Items listed in a dataset
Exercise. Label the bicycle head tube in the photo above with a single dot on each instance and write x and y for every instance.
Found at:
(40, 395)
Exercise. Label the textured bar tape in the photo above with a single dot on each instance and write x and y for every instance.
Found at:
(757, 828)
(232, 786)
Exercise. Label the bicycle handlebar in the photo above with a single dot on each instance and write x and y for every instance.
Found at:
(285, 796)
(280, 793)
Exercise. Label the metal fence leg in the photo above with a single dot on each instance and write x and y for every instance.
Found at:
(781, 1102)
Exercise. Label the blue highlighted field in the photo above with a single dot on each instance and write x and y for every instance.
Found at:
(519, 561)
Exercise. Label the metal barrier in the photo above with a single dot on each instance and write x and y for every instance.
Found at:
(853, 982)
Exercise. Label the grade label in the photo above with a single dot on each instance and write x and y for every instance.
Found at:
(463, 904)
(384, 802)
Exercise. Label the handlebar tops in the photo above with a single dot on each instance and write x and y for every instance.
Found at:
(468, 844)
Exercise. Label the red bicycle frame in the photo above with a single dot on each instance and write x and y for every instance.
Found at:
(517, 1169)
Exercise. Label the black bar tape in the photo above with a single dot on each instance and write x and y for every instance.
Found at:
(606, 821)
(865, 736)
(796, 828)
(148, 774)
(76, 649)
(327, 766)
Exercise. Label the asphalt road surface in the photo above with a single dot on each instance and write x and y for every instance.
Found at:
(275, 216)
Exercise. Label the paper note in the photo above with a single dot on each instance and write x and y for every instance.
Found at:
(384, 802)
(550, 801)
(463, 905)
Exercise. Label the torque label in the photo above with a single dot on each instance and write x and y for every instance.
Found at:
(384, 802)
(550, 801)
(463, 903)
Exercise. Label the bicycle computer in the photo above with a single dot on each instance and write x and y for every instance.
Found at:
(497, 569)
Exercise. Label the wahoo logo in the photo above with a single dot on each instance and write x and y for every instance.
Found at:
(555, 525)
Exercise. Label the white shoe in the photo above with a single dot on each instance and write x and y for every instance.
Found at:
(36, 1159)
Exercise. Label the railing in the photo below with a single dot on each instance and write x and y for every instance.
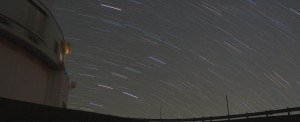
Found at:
(32, 25)
(268, 113)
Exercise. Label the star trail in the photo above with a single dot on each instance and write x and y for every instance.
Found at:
(132, 56)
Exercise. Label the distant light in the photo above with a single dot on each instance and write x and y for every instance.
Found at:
(130, 94)
(105, 86)
(111, 7)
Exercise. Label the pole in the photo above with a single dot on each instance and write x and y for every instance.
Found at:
(160, 110)
(227, 107)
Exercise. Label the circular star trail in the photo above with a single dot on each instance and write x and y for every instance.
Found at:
(132, 57)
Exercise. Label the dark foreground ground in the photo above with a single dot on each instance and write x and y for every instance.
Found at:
(11, 110)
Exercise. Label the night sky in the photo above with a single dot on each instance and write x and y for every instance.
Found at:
(131, 57)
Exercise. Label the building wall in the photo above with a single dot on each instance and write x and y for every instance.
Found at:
(22, 76)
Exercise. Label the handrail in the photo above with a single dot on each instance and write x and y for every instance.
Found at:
(237, 116)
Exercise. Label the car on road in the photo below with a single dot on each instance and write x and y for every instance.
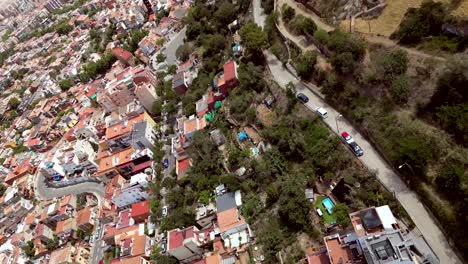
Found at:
(164, 212)
(321, 112)
(163, 245)
(357, 150)
(347, 137)
(302, 97)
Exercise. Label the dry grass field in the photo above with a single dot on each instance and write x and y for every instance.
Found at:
(390, 18)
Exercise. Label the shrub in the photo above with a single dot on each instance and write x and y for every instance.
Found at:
(400, 89)
(287, 13)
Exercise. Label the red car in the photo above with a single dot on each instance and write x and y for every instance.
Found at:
(347, 137)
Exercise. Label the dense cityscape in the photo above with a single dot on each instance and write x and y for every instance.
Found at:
(222, 132)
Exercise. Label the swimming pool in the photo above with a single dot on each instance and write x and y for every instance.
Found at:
(328, 204)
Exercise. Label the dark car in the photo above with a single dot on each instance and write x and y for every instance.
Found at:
(163, 246)
(302, 97)
(356, 149)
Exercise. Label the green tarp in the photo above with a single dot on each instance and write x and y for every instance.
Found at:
(209, 117)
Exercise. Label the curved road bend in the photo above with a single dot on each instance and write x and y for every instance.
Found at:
(300, 41)
(408, 199)
(44, 192)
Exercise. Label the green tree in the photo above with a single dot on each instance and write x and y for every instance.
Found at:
(160, 57)
(13, 103)
(341, 42)
(29, 249)
(341, 212)
(287, 12)
(183, 52)
(213, 44)
(321, 36)
(66, 84)
(172, 69)
(400, 88)
(225, 14)
(53, 244)
(253, 37)
(305, 64)
(251, 77)
(2, 188)
(343, 62)
(449, 178)
(391, 64)
(421, 22)
(157, 107)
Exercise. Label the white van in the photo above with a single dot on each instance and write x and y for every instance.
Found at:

#### Task goal
Format the stretch of the listing from the line containing "Exercise. Label the handrail" through the end of the listing as a JSON list of strings, one string per line, with blank lines left out. Leave the pictures out of the answer.

#### Result
[
  "Exercise. Label the handrail in the photo above with a single dot on each instance and write x and y for every instance.",
  "Found at:",
  "(237, 116)",
  "Exercise. Label the car on road in the photo below with a single dot on each instance and write x and y for every instance.",
  "Found at:",
  "(164, 212)",
  "(321, 112)",
  "(163, 245)",
  "(357, 150)",
  "(347, 137)",
  "(302, 97)",
  "Exercise. Label the dry grass field in the photo above with a single dot on each instance and write x and y for every instance.",
  "Found at:",
  "(390, 18)",
  "Exercise. Label the shrub in the photo above with a single dot on each instance and write x and y for every instance.",
  "Found at:",
  "(400, 89)",
  "(287, 13)",
  "Exercise. Label the red car in the photo above with a single dot on each instance and write x and y for every instance.",
  "Found at:",
  "(347, 137)",
  "Exercise. Label the dense cityscape in the photo above with a single dot on each instance and write x and y for every instance.",
  "Found at:",
  "(222, 132)",
  "Exercise. Label the swimming pool in the photo above with a single dot on each instance and write x and y for every instance.",
  "Found at:",
  "(328, 204)",
  "Exercise. Label the dark car in the photo above with a single dot on each instance and write x and y for every instance.",
  "Found at:",
  "(163, 246)",
  "(302, 97)",
  "(356, 149)",
  "Exercise. Label the green tarp in the photo above with a single dot on each instance and write x and y for every instance.",
  "Found at:",
  "(209, 117)",
  "Exercise. Label the curved road bend in the photo above with a single dot on each instance and write x and y for every instance.",
  "Found at:",
  "(300, 41)",
  "(408, 199)",
  "(44, 192)",
  "Exercise. Label the green tree in the photo above with a single dot on each instance and write x and y for every instance.",
  "Found at:",
  "(160, 57)",
  "(13, 103)",
  "(341, 42)",
  "(29, 249)",
  "(341, 212)",
  "(287, 12)",
  "(183, 52)",
  "(213, 44)",
  "(321, 36)",
  "(66, 84)",
  "(172, 69)",
  "(400, 88)",
  "(225, 14)",
  "(53, 244)",
  "(253, 37)",
  "(305, 64)",
  "(251, 77)",
  "(2, 188)",
  "(343, 62)",
  "(449, 178)",
  "(391, 64)",
  "(421, 22)",
  "(157, 107)",
  "Exercise. Label the white van in the photo above with a single dot on each instance and write x and y for every instance.",
  "Found at:"
]